The challenge of providing medical training regionally in Australia

Medicine is a heavily regulated field for good reason. Doctors literally work with life and death matters. 

To make sure we have the safest and highest quality medical system we can, we have developed a lot of other organisational structures around our doctors. 

In Australia the government regulator of healthcare professionals is AHPRA – Australian Health Practitioner Regulation Agency, and for doctors, the Medical Board of Australia. They set all the boundaries ensuring that only the appropriately qualified, trained, and safe people can practice medicine. They set the standards and handle complaints.

There are currently 21 accredited medical schools in Australia. They are accredited by the AMC – Australian Medical Council who ensure the curriculum meets the required standards and that young doctors are getting the appropriate opportunities to learn to be great, safe doctors. 

The AMC also provides accreditation to the 16 Medical Colleges who are responsible for specialty training of doctors in Australia and New Zealand. They are responsible for actively ensuring that employers are providing the opportunity and the support for doctors, so they can learn their specialist skills in a safe way.

-- EXTRACTED INFORMATION --
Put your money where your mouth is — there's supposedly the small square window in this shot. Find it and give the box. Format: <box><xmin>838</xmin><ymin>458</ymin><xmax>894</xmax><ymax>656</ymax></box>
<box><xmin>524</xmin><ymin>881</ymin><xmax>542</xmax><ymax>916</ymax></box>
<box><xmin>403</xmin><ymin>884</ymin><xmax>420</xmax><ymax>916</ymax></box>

==

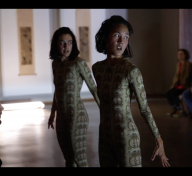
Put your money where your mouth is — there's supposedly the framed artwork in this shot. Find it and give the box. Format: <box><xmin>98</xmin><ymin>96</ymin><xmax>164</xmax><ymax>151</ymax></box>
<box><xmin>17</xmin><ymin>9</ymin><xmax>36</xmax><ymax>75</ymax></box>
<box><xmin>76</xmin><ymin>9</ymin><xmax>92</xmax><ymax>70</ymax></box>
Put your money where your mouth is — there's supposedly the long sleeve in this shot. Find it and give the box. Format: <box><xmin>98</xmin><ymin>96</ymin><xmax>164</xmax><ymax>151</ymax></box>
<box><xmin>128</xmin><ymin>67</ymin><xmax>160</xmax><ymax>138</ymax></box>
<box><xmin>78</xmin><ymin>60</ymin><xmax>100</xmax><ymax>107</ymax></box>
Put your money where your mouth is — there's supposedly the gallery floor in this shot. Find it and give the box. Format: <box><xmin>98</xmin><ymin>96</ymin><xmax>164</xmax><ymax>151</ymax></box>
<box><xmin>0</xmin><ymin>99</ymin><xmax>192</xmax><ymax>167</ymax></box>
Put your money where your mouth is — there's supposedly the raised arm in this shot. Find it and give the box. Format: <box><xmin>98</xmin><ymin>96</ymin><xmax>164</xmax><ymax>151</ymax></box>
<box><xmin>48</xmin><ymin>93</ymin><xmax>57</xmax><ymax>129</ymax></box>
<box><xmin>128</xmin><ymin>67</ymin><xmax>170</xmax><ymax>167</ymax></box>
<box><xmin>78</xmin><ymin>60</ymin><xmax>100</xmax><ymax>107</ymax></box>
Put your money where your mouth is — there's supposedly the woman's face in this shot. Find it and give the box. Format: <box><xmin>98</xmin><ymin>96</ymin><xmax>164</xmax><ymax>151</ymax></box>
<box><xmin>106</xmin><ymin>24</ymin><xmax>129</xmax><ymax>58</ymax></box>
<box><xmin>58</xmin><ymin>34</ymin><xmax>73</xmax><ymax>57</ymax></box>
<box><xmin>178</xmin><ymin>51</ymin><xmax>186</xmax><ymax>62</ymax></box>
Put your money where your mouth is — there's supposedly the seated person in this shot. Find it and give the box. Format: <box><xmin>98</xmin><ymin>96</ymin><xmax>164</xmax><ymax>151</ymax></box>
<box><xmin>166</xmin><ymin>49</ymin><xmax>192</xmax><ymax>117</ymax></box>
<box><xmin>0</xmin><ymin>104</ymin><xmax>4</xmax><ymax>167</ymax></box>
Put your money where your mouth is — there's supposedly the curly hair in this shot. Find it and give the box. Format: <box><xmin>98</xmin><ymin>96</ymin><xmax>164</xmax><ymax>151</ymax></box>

-- PARTS OF THE EXERCISE --
• 1. According to the text on medical training in Australia, how many accredited medical schools does Australia currently have?
• 2. For each statement, decide whether it agrees with the text on medical training in Australia.
(a) The AMC accredits the Medical Colleges.
(b) The Medical Board of Australia accredits the medical schools.
(c) The Medical Colleges handle specialty training only in Australia.
• 3. Write out the part of the text on medical training in Australia that starts at "To make sure" and ends at "and handle complaints.".
The rows have no connection to the text on medical training in Australia.

-- ANSWER SECTION --
• 1. Australia currently has 21 accredited medical schools.

• 2.
(a) Yes: "The AMC also provides accreditation to the 16 Medical Colleges"
(b) No: "They are accredited by the AMC – Australian Medical Council"
(c) No: "responsible for specialty training of doctors in Australia and New Zealand"

• 3.
To make sure we have the safest and highest quality medical system we can, we have developed a lot of other organisational structures around our doctors. 

In Australia the government regulator of healthcare professionals is AHPRA – Australian Health Practitioner Regulation Agency, and for doctors, the Medical Board of Australia. They set all the boundaries ensuring that only the appropriately qualified, trained, and safe people can practice medicine. They set the standards and handle complaints.